| Exercise objective |
Filter the listing below for "hedge" and report every line that has it.

*** Begin section ***

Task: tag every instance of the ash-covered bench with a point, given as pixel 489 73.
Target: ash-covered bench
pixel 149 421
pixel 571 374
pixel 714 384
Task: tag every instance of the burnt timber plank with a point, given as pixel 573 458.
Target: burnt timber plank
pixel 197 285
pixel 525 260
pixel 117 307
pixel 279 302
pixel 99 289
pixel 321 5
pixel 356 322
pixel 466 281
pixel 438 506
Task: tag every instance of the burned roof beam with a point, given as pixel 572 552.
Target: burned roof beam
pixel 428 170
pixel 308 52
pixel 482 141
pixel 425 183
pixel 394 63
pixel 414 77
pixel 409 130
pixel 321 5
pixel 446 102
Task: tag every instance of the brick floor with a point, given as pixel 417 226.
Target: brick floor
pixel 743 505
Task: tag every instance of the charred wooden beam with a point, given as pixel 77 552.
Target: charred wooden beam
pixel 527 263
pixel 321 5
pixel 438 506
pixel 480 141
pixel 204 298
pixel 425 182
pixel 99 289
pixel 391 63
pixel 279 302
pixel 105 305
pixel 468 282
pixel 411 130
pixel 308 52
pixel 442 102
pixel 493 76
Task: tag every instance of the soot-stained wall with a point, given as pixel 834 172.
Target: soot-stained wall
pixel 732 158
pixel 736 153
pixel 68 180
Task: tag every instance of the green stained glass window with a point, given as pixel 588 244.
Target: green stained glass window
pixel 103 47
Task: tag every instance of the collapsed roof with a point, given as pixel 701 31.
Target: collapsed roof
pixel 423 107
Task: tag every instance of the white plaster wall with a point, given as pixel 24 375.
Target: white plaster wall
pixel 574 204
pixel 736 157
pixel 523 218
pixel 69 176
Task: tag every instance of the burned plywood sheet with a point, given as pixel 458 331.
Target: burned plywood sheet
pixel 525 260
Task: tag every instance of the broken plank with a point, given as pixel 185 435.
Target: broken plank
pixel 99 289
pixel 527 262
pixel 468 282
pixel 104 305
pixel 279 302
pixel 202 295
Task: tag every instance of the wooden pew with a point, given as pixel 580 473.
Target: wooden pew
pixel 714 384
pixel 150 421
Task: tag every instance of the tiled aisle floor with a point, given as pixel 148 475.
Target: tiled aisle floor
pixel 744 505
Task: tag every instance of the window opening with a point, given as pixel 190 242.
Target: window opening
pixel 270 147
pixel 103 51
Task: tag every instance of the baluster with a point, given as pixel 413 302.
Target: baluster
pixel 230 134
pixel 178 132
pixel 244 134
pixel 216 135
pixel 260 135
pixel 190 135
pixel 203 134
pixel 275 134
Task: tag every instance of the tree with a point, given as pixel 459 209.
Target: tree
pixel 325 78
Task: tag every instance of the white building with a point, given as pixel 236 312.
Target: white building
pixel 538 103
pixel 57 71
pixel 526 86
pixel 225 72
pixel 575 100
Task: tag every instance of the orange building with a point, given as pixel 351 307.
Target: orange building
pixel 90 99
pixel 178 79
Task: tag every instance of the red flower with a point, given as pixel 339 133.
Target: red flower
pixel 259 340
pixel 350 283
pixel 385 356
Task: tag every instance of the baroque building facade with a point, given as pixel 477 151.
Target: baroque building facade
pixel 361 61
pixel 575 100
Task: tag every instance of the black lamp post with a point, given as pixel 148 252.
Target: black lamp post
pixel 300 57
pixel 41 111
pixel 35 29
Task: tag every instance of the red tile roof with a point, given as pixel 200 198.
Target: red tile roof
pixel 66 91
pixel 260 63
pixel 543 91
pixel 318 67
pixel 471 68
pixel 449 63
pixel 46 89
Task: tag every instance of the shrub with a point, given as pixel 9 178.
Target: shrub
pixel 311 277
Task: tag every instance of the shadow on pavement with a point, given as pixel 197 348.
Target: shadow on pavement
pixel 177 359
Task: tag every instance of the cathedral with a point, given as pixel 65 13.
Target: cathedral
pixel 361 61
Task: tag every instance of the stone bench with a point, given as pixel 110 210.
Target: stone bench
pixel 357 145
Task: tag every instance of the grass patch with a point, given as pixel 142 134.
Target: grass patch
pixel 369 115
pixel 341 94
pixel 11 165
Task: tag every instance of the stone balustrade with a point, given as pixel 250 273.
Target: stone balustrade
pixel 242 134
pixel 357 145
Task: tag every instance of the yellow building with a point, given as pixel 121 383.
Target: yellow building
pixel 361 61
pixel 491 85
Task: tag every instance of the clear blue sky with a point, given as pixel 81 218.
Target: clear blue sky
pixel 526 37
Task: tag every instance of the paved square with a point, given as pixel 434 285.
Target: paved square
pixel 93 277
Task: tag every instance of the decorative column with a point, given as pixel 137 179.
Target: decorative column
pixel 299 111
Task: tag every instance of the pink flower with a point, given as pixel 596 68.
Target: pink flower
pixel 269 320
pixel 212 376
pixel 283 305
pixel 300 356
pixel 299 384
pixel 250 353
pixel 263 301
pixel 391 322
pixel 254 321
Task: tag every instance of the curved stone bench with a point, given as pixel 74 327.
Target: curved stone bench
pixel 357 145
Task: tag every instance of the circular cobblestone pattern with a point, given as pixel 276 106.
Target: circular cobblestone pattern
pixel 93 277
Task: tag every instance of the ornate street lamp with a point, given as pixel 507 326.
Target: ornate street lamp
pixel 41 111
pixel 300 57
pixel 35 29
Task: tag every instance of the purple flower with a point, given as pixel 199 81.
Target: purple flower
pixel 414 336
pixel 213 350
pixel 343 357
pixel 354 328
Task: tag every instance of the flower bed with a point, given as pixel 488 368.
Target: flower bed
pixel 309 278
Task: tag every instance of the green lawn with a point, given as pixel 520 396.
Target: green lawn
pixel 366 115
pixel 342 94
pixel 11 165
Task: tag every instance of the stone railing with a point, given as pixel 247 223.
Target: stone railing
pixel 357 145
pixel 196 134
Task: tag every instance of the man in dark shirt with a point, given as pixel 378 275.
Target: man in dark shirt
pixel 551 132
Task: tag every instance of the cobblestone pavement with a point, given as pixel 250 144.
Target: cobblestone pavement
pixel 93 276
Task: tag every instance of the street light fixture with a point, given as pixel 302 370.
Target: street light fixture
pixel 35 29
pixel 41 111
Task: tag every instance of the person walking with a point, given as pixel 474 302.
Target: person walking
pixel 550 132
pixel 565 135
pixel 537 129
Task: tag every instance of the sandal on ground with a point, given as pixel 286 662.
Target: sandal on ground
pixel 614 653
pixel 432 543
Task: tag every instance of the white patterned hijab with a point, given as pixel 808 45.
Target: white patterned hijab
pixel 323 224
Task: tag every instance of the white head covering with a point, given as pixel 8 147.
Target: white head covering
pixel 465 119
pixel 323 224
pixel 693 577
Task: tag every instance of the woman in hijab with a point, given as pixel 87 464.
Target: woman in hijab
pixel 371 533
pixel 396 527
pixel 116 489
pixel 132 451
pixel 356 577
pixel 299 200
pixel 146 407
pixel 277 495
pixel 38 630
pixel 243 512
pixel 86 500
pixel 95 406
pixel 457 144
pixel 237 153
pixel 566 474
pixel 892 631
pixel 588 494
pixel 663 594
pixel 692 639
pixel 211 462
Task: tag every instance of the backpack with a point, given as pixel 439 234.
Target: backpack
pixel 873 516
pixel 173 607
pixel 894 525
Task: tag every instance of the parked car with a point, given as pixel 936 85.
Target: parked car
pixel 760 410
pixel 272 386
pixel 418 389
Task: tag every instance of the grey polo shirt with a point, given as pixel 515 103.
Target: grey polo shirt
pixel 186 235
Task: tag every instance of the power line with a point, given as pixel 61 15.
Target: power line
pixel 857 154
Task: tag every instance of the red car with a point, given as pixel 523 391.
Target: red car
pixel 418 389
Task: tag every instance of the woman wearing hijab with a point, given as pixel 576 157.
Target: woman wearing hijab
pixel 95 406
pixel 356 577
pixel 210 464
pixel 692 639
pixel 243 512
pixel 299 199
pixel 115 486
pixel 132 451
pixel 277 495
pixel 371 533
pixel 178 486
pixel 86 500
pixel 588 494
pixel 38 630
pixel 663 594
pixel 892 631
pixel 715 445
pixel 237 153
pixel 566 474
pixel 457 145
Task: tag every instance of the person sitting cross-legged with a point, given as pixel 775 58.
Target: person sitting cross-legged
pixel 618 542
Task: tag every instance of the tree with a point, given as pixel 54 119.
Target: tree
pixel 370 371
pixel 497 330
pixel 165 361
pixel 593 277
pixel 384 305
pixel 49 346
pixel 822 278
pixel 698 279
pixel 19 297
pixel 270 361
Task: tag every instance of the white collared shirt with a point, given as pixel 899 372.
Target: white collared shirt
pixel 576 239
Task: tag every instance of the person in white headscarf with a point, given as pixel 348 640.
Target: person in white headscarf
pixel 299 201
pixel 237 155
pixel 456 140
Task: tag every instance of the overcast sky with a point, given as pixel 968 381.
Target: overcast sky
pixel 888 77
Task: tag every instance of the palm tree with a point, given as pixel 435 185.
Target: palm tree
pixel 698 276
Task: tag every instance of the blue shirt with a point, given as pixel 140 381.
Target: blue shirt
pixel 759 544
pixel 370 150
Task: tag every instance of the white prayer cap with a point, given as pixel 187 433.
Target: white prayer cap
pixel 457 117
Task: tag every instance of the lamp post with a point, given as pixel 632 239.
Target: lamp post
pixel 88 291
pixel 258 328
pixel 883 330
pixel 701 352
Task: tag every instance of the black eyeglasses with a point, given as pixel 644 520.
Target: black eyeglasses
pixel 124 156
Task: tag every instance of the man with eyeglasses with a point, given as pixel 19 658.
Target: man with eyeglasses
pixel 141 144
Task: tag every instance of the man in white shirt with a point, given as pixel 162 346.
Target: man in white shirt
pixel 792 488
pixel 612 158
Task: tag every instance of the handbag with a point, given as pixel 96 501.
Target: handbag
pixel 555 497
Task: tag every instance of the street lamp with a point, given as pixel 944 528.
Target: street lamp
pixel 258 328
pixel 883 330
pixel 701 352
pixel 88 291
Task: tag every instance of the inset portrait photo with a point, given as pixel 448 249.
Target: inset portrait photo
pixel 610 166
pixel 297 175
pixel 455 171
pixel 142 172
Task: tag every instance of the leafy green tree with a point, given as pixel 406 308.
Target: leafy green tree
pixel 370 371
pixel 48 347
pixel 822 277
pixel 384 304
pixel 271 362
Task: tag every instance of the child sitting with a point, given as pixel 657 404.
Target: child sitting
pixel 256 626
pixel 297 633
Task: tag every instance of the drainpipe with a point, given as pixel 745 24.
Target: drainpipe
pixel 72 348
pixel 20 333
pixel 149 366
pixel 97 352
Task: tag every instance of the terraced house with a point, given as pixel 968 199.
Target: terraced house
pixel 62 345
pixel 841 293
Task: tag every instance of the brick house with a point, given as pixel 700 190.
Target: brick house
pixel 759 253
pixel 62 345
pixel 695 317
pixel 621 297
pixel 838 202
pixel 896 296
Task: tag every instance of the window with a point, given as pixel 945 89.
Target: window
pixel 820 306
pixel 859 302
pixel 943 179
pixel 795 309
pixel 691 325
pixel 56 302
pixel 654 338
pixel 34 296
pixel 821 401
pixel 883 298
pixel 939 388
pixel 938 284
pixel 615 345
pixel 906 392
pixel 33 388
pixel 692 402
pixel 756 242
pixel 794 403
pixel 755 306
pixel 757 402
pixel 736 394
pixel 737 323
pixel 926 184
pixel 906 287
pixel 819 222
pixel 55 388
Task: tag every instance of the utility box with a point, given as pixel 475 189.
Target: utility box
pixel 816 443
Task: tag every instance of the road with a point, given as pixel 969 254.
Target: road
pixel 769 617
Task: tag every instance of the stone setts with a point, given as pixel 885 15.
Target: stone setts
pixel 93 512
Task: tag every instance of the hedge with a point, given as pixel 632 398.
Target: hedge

*** End section ***

| Exercise output |
Task: tag every instance of the hedge with a point, given as pixel 632 398.
Target: hedge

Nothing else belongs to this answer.